Begin DATASET CONTENT
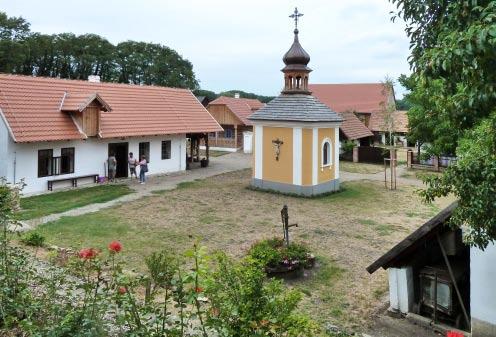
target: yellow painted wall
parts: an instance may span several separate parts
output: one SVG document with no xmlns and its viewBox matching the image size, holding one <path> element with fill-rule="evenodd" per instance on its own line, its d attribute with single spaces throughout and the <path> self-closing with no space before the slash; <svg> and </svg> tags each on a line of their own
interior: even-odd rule
<svg viewBox="0 0 496 337">
<path fill-rule="evenodd" d="M 251 144 L 251 176 L 255 178 L 255 127 L 253 127 L 253 138 L 252 138 L 252 144 Z"/>
<path fill-rule="evenodd" d="M 276 160 L 273 140 L 279 138 L 281 145 L 279 160 Z M 293 183 L 293 129 L 263 128 L 263 180 L 279 183 Z"/>
<path fill-rule="evenodd" d="M 312 129 L 302 130 L 302 150 L 303 154 L 301 158 L 303 162 L 301 163 L 301 184 L 303 186 L 312 185 Z"/>
<path fill-rule="evenodd" d="M 318 151 L 319 151 L 319 168 L 318 168 L 318 183 L 324 183 L 326 181 L 330 181 L 334 179 L 334 151 L 336 150 L 336 144 L 334 144 L 334 132 L 336 132 L 335 129 L 333 128 L 322 128 L 319 129 L 319 143 L 318 143 Z M 324 167 L 322 168 L 322 142 L 324 139 L 329 138 L 330 143 L 331 143 L 331 163 L 332 165 L 330 167 Z"/>
</svg>

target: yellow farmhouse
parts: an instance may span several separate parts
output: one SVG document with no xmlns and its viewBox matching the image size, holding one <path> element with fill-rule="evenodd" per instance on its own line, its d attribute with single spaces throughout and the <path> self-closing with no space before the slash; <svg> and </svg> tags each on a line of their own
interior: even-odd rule
<svg viewBox="0 0 496 337">
<path fill-rule="evenodd" d="M 305 196 L 336 191 L 342 118 L 308 90 L 310 56 L 298 41 L 297 27 L 283 61 L 281 95 L 249 117 L 254 126 L 252 185 Z"/>
</svg>

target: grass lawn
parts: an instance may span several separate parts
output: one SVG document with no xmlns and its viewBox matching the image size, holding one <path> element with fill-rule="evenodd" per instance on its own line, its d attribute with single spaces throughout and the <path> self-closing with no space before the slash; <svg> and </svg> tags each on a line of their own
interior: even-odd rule
<svg viewBox="0 0 496 337">
<path fill-rule="evenodd" d="M 384 165 L 353 163 L 351 161 L 342 160 L 339 162 L 339 169 L 340 171 L 350 172 L 350 173 L 374 174 L 374 173 L 384 172 Z"/>
<path fill-rule="evenodd" d="M 131 193 L 125 185 L 102 185 L 21 198 L 19 220 L 39 218 L 73 208 L 102 203 Z"/>
<path fill-rule="evenodd" d="M 287 204 L 290 222 L 299 224 L 291 229 L 292 240 L 318 257 L 317 268 L 288 283 L 305 294 L 301 310 L 321 323 L 360 329 L 387 293 L 386 272 L 369 275 L 365 268 L 449 203 L 424 205 L 416 187 L 388 191 L 368 180 L 344 183 L 342 192 L 314 199 L 253 191 L 246 188 L 249 180 L 249 170 L 197 180 L 36 231 L 49 244 L 75 249 L 106 249 L 120 240 L 121 258 L 139 271 L 151 252 L 183 252 L 192 237 L 210 251 L 243 257 L 254 242 L 282 236 L 280 209 Z"/>
<path fill-rule="evenodd" d="M 421 169 L 406 169 L 402 174 L 401 178 L 414 178 L 414 179 L 419 179 L 422 180 L 423 177 L 426 176 L 440 176 L 442 175 L 442 172 L 434 172 L 434 171 L 429 171 L 429 170 L 421 170 Z"/>
</svg>

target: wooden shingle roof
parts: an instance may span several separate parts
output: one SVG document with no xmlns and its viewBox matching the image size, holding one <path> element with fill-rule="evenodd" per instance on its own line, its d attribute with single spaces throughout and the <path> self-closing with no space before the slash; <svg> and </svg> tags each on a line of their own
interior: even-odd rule
<svg viewBox="0 0 496 337">
<path fill-rule="evenodd" d="M 338 122 L 343 118 L 311 95 L 279 95 L 257 110 L 250 120 Z"/>
<path fill-rule="evenodd" d="M 393 132 L 408 133 L 408 115 L 406 111 L 397 110 L 392 113 Z M 369 128 L 376 132 L 385 132 L 387 130 L 385 113 L 375 112 L 370 117 Z"/>
</svg>

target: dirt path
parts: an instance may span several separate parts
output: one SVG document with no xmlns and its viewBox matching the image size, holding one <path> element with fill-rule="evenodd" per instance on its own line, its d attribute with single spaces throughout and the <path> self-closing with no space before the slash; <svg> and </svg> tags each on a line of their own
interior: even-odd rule
<svg viewBox="0 0 496 337">
<path fill-rule="evenodd" d="M 135 191 L 135 193 L 127 194 L 123 197 L 108 202 L 90 204 L 84 207 L 71 209 L 67 212 L 50 214 L 41 218 L 23 221 L 22 227 L 20 227 L 18 230 L 28 231 L 38 225 L 58 220 L 61 217 L 78 216 L 86 213 L 93 213 L 118 204 L 139 200 L 145 196 L 151 195 L 154 191 L 172 190 L 176 188 L 179 183 L 182 182 L 204 179 L 222 173 L 243 170 L 250 167 L 251 155 L 246 155 L 243 153 L 230 153 L 223 156 L 211 158 L 210 165 L 207 168 L 195 168 L 189 171 L 182 171 L 172 174 L 160 174 L 147 177 L 148 180 L 144 185 L 139 184 L 137 180 L 121 180 L 119 183 L 128 185 Z"/>
<path fill-rule="evenodd" d="M 132 202 L 144 196 L 151 195 L 154 191 L 172 190 L 177 187 L 179 183 L 194 181 L 196 179 L 204 179 L 216 176 L 222 173 L 228 173 L 247 169 L 251 167 L 252 156 L 243 153 L 230 153 L 220 157 L 214 157 L 210 160 L 210 165 L 207 168 L 196 168 L 189 171 L 182 171 L 172 174 L 161 174 L 148 177 L 148 181 L 144 185 L 140 185 L 136 180 L 121 180 L 120 183 L 127 184 L 135 193 L 125 195 L 123 197 L 98 204 L 91 204 L 84 207 L 72 209 L 63 213 L 50 214 L 41 218 L 31 219 L 23 222 L 23 226 L 19 231 L 28 231 L 34 227 L 60 219 L 66 216 L 78 216 L 87 213 L 97 212 L 101 209 L 112 207 L 118 204 Z M 398 185 L 411 185 L 422 187 L 423 184 L 417 179 L 401 178 L 405 167 L 400 166 L 397 169 L 397 184 Z M 384 173 L 350 173 L 341 171 L 341 181 L 357 181 L 357 180 L 374 180 L 384 181 Z"/>
</svg>

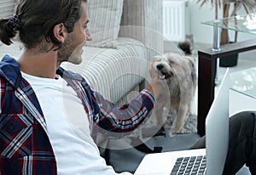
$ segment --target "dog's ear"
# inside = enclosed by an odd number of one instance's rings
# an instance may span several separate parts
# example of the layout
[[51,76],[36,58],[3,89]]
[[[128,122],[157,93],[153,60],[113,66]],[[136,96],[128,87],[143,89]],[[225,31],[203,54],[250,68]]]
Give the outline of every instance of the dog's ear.
[[190,43],[189,42],[180,42],[177,44],[177,47],[179,48],[181,48],[186,55],[192,54],[191,46],[190,46]]

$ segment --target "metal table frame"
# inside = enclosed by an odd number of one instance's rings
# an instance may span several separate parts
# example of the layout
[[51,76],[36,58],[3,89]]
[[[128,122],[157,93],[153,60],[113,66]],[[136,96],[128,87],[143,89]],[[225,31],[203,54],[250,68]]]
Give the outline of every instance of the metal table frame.
[[[218,33],[216,34],[218,37]],[[216,37],[216,36],[215,36]],[[218,40],[216,40],[218,41]],[[216,43],[215,48],[219,45]],[[214,44],[213,44],[214,48]],[[220,49],[208,48],[198,51],[198,116],[197,133],[205,135],[207,115],[214,99],[217,64],[220,56],[239,54],[256,48],[256,39],[222,45]]]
End DATASET CONTENT
Which lines in the listing above contain the string "yellow", with case counting? Pick out each such line and copy it in full.

target: yellow painted wall
target: yellow farmhouse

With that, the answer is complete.